__Requirement__. Would you please transcribe the records below from the line with "the pale whitish" through their final line, exactly and with no other lines?

________________

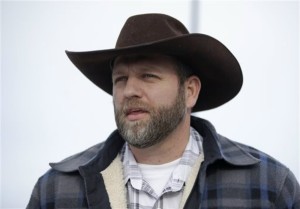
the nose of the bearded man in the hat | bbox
[123,76,142,98]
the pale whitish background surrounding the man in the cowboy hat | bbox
[0,0,300,208]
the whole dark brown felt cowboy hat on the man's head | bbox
[66,14,243,112]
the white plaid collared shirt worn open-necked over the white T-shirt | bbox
[121,127,203,209]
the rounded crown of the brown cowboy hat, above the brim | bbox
[116,14,189,48]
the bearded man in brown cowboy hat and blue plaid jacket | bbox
[27,14,300,209]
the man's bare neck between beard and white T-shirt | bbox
[130,114,190,165]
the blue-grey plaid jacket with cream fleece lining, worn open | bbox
[27,117,300,209]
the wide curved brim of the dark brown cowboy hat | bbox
[66,34,243,112]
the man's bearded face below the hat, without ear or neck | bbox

________________

__Solved exercise__.
the pale whitish background surrounding the man in the cowboy hat | bbox
[0,0,300,208]
the whole dark brown felt cowboy hat on the man's head | bbox
[66,14,243,112]
the white plaid collared shirt worn open-necked over the white T-shirt | bbox
[121,127,203,209]
the rounded crown of the brown cowboy hat, above the brim | bbox
[116,14,189,48]
the bearded man in brown cowboy hat and blue plaid jacket | bbox
[27,14,300,209]
the man's bare neck between beard and white T-shirt | bbox
[130,114,190,165]
the blue-grey plaid jacket with cream fleece lining, worn open | bbox
[27,117,300,209]
the wide curved brim of the dark brown cowboy hat | bbox
[66,34,243,112]
the man's bearded face below the hat, without ear or neck | bbox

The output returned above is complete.